**Instructions to follow**
Return only the line that contains "Please place a point on the woman's neck" and each line after it, through the last line of the data below, copied exactly.

Point-based annotation data
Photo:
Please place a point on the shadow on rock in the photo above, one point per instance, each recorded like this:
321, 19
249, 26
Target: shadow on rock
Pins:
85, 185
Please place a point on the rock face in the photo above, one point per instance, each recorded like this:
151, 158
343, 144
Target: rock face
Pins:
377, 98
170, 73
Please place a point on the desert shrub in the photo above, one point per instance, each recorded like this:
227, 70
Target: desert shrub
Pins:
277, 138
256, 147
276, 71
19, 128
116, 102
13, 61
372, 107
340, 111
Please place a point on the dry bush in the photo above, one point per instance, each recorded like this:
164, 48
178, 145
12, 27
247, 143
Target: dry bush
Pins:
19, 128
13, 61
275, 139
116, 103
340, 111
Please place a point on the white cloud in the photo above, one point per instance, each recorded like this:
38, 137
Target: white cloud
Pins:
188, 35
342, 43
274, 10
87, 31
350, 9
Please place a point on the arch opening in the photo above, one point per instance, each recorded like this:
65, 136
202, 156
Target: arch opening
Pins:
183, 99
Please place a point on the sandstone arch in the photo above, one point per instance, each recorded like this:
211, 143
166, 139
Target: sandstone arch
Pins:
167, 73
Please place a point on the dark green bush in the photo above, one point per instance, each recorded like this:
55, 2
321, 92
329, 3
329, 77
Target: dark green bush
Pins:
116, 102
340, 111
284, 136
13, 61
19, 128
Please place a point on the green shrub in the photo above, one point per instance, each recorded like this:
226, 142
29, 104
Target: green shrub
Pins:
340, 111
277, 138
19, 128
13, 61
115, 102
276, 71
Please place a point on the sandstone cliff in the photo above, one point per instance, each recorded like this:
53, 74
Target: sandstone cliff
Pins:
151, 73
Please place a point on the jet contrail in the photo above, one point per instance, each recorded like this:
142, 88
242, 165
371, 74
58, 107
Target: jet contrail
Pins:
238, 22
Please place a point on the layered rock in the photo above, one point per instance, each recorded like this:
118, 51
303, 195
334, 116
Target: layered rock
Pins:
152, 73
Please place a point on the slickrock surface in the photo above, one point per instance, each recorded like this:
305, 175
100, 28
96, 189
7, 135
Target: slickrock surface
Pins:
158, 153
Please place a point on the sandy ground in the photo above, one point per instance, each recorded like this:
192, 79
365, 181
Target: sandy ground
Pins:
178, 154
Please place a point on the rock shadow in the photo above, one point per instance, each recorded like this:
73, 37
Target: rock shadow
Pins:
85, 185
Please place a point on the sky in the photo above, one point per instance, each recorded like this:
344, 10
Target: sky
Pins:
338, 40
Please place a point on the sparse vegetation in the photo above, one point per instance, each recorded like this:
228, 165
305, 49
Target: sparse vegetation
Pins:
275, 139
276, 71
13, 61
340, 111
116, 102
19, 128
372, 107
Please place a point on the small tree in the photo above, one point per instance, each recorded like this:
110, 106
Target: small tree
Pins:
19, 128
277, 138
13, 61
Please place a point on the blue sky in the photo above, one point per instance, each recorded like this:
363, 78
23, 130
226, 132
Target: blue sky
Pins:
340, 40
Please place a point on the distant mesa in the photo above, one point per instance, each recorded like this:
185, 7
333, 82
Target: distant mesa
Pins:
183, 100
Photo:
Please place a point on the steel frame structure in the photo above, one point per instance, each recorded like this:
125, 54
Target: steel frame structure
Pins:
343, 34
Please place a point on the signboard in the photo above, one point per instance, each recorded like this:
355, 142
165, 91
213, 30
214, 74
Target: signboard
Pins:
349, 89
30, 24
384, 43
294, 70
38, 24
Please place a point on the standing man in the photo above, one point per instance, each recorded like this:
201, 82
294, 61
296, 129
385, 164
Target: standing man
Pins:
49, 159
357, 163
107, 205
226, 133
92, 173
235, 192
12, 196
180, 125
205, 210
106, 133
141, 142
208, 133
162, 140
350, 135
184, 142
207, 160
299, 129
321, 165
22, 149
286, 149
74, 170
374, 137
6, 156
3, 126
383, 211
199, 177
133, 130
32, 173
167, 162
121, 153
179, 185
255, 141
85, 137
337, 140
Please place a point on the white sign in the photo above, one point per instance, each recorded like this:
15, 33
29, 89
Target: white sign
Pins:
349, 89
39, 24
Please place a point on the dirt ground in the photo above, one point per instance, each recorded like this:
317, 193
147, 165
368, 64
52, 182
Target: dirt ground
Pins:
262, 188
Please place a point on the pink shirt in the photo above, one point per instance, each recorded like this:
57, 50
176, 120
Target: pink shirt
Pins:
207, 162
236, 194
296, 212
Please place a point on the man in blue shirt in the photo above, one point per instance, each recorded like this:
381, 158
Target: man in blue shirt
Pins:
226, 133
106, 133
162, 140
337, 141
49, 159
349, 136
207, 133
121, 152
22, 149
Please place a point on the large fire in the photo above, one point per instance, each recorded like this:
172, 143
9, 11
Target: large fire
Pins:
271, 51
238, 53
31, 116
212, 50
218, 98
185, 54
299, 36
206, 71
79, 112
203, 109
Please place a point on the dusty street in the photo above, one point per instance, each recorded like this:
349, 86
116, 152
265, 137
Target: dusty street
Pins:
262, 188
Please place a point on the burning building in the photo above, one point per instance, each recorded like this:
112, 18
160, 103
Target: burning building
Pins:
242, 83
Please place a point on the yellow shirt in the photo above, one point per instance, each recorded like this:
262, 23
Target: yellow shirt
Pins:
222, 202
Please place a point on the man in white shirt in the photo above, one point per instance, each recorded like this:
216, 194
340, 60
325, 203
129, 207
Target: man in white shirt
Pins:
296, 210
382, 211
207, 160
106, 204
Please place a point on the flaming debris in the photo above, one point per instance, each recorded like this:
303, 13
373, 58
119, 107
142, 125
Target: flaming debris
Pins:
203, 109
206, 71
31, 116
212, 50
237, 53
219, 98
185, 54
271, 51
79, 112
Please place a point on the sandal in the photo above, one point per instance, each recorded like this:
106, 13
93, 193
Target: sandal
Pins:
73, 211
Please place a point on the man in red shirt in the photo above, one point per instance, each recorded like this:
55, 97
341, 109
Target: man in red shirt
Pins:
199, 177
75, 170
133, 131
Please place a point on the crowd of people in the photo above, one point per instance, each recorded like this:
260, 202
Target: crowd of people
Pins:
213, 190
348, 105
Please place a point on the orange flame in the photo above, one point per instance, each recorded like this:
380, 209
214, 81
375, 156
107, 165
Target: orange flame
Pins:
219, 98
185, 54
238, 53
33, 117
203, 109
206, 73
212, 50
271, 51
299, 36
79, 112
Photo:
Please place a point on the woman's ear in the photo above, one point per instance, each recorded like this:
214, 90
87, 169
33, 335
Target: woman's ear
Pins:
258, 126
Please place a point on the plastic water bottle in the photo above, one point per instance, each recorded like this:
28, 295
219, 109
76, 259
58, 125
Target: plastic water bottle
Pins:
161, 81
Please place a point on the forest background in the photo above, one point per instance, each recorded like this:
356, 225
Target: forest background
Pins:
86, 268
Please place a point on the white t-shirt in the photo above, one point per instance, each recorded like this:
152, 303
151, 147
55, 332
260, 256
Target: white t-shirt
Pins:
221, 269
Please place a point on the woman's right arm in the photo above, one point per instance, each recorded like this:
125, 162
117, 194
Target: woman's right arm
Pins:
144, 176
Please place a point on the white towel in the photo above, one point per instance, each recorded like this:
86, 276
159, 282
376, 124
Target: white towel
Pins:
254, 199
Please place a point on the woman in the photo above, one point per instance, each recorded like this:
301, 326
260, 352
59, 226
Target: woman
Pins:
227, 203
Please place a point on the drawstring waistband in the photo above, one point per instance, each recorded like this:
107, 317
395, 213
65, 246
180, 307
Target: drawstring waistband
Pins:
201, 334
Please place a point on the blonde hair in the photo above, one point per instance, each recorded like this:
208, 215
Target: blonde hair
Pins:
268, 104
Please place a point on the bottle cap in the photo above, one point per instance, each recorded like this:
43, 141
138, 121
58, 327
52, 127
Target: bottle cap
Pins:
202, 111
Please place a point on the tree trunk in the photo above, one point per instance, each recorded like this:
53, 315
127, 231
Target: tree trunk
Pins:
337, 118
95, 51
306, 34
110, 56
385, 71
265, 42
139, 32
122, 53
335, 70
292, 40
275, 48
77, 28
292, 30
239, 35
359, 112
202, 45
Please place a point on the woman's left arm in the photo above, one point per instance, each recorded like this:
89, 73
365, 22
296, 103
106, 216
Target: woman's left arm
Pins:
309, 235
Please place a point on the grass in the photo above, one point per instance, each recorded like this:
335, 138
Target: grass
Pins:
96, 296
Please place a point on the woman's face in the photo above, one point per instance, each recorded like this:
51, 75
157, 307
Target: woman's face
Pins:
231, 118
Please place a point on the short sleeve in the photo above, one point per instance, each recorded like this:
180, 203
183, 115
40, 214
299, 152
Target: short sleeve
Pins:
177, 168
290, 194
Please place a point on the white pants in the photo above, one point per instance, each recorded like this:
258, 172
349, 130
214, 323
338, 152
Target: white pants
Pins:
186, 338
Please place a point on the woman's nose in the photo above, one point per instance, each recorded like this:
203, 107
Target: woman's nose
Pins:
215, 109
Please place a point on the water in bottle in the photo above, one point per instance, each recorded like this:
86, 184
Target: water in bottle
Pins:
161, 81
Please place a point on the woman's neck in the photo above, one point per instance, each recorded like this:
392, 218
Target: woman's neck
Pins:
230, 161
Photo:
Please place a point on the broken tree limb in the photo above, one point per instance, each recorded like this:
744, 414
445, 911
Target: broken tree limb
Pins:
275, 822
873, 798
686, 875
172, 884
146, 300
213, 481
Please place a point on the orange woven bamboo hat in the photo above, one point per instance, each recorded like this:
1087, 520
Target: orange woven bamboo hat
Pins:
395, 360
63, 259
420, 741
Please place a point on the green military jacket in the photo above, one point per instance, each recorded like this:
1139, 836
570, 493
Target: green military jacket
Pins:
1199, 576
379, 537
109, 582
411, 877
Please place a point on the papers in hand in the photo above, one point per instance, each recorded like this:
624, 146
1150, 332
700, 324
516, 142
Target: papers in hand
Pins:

**Answer to this task**
Please place a point on the woman's neck in the photo above, one point per instance, each recorded like this:
392, 218
Target: woman's neck
Pins:
230, 161
Photo:
Please place a point on the broken tree limb in the photo above, one point per instance, each recorded like this:
744, 414
445, 911
Target: broken tree limb
Pins:
275, 822
873, 798
686, 875
172, 884
146, 300
213, 481
Please place a point on the orange woven bamboo hat in the photo above, one point per instance, each recorded like this:
1087, 520
Target: orange woven bamboo hat
Pins:
395, 360
63, 259
420, 741
Please place a point on the green military jacket in the photo above, one point per instance, each recorded like this:
1139, 836
570, 493
Target: green military jacket
Pins:
1199, 576
379, 537
109, 582
411, 877
Please place a point on the papers in hand in the photo above, one point per instance, each recorded like this:
624, 146
1150, 332
700, 324
516, 142
Target: papers in hand
Pins:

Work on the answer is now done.